Given task:
Quote exactly the lines from the one with "point like [399,3]." to the end of the data, both included; omit the pictures.
╭─ Records to process
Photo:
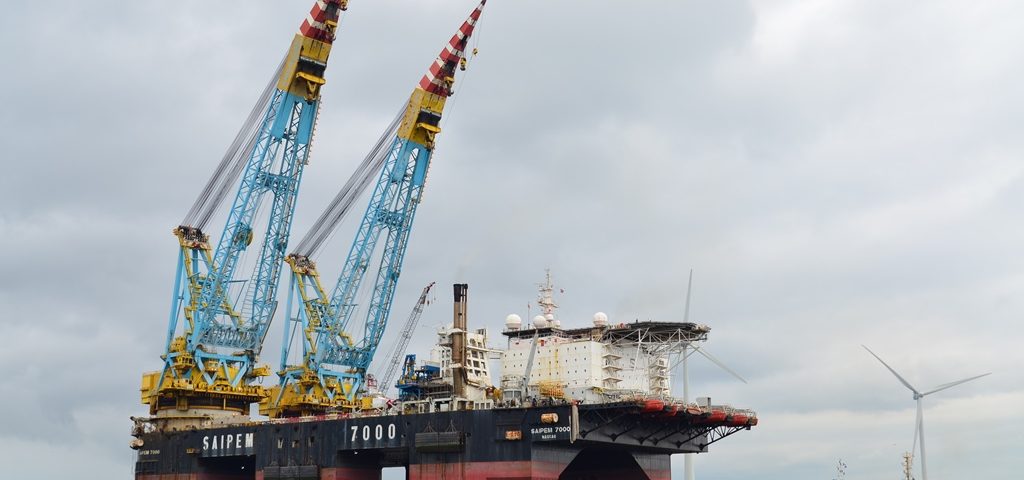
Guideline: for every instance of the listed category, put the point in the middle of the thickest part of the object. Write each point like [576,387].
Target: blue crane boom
[334,365]
[210,358]
[398,350]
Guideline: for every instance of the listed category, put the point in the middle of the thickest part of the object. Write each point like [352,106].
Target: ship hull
[545,442]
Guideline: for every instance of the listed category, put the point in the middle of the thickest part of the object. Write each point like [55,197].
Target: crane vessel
[571,403]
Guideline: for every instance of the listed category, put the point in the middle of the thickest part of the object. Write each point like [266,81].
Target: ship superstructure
[596,363]
[455,426]
[582,402]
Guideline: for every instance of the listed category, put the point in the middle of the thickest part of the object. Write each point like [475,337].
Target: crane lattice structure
[333,365]
[212,344]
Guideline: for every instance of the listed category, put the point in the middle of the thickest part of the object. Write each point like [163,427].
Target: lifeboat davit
[695,411]
[651,406]
[738,420]
[670,410]
[716,416]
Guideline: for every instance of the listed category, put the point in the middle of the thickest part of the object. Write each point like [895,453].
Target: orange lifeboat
[717,415]
[738,420]
[694,410]
[651,406]
[670,410]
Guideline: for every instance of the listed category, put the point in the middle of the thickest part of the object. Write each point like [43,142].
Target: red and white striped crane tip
[443,68]
[315,25]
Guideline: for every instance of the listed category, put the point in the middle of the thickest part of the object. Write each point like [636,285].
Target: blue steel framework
[334,365]
[215,353]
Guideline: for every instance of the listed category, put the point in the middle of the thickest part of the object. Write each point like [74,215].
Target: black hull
[589,441]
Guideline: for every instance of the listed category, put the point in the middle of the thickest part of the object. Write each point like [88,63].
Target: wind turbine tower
[689,349]
[919,431]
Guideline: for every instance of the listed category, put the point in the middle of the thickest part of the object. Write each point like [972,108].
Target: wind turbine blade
[902,381]
[689,286]
[717,362]
[953,384]
[916,430]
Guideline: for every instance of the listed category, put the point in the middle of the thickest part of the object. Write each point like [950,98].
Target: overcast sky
[838,173]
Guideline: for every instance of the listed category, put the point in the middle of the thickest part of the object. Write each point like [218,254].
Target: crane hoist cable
[226,174]
[210,359]
[334,363]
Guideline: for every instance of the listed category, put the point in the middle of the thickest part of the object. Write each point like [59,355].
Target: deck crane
[333,364]
[394,357]
[212,344]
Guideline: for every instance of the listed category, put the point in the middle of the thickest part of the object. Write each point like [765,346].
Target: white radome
[513,321]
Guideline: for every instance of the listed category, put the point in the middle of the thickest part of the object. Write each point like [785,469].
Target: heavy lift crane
[396,353]
[212,345]
[333,365]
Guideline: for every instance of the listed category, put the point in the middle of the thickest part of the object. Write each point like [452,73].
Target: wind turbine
[688,350]
[919,431]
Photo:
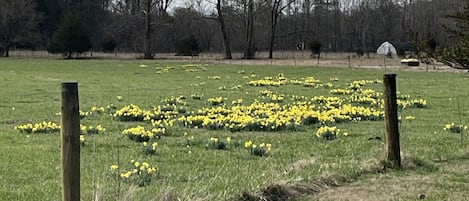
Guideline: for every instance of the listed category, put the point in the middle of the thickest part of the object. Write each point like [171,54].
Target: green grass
[30,164]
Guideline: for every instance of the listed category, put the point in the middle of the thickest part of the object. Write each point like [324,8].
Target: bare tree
[224,35]
[17,23]
[152,9]
[276,9]
[249,49]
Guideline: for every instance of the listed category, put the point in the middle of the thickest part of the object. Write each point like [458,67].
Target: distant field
[285,58]
[293,103]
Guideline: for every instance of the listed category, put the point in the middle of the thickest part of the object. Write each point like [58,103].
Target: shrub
[187,46]
[70,37]
[315,47]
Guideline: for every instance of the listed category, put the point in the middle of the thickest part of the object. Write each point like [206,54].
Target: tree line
[248,26]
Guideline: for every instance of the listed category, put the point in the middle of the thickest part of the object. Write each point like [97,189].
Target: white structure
[386,48]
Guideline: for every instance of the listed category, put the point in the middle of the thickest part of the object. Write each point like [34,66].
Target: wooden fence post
[393,151]
[70,131]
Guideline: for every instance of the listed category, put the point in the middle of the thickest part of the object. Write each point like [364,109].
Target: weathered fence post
[393,152]
[70,131]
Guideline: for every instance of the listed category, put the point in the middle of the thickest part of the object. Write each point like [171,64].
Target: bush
[315,47]
[187,46]
[108,44]
[70,37]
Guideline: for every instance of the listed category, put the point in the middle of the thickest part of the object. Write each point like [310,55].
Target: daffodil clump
[98,110]
[258,150]
[455,128]
[179,100]
[216,101]
[217,143]
[272,97]
[329,133]
[269,81]
[149,148]
[196,96]
[140,134]
[98,129]
[84,114]
[130,113]
[139,173]
[42,127]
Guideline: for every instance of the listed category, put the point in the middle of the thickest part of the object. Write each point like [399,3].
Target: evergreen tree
[457,56]
[70,37]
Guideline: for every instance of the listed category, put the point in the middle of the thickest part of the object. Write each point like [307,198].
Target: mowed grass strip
[30,165]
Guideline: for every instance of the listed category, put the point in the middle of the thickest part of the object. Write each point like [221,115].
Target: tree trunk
[224,36]
[273,25]
[148,40]
[7,52]
[249,48]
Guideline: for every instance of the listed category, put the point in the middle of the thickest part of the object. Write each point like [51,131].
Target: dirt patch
[282,192]
[367,184]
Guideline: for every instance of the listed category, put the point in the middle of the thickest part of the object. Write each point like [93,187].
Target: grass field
[189,164]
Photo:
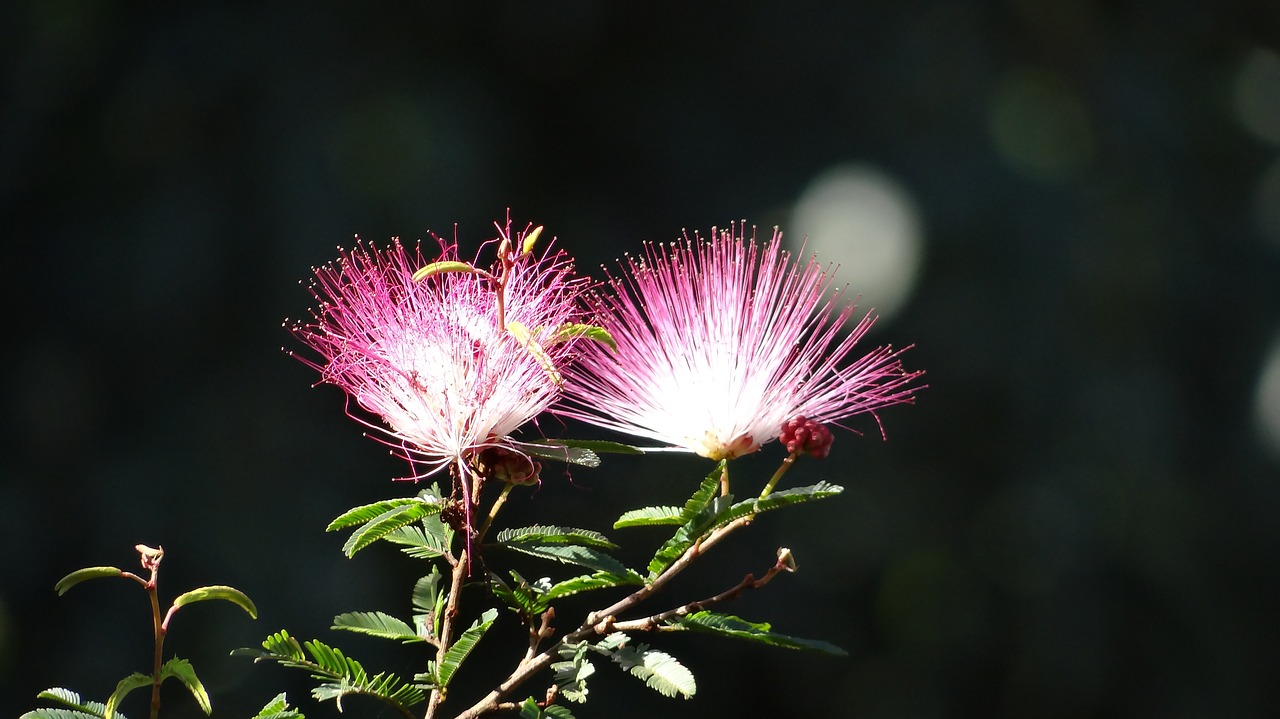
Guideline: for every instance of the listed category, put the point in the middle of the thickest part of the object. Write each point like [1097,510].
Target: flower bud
╰─
Task result:
Guideline: for every instance of the listed category, put the point in the middle of the thickest part of the object. Write each point like [399,3].
Target: evergreen tree
[457,56]
[70,37]
Guideline: for every instance of the listed category, put the point in the middle of the thickest part of the object. Write each point like [307,198].
Target: mowed grass strip
[30,165]
Guideline: for every instance of the listed category, put the point in the middle of the thickest part of the object. Write each point like [221,115].
Target: tree trunk
[224,36]
[273,25]
[148,40]
[7,52]
[249,48]
Guideline: for every instance of the listed category, put the point in the middle of the thickest part of the object. Write each point like [51,131].
Target: dirt patch
[282,192]
[367,184]
Guideline: for every instance of the listed category, put the point in the middle of the thickest part of the object. Write each point like [93,187].
Target: grass field
[189,164]
Photo:
Guideline: for every instance of the listed category, put the point in the middle of the thickest part of the object. Write each point like [1097,510].
Target: flower bud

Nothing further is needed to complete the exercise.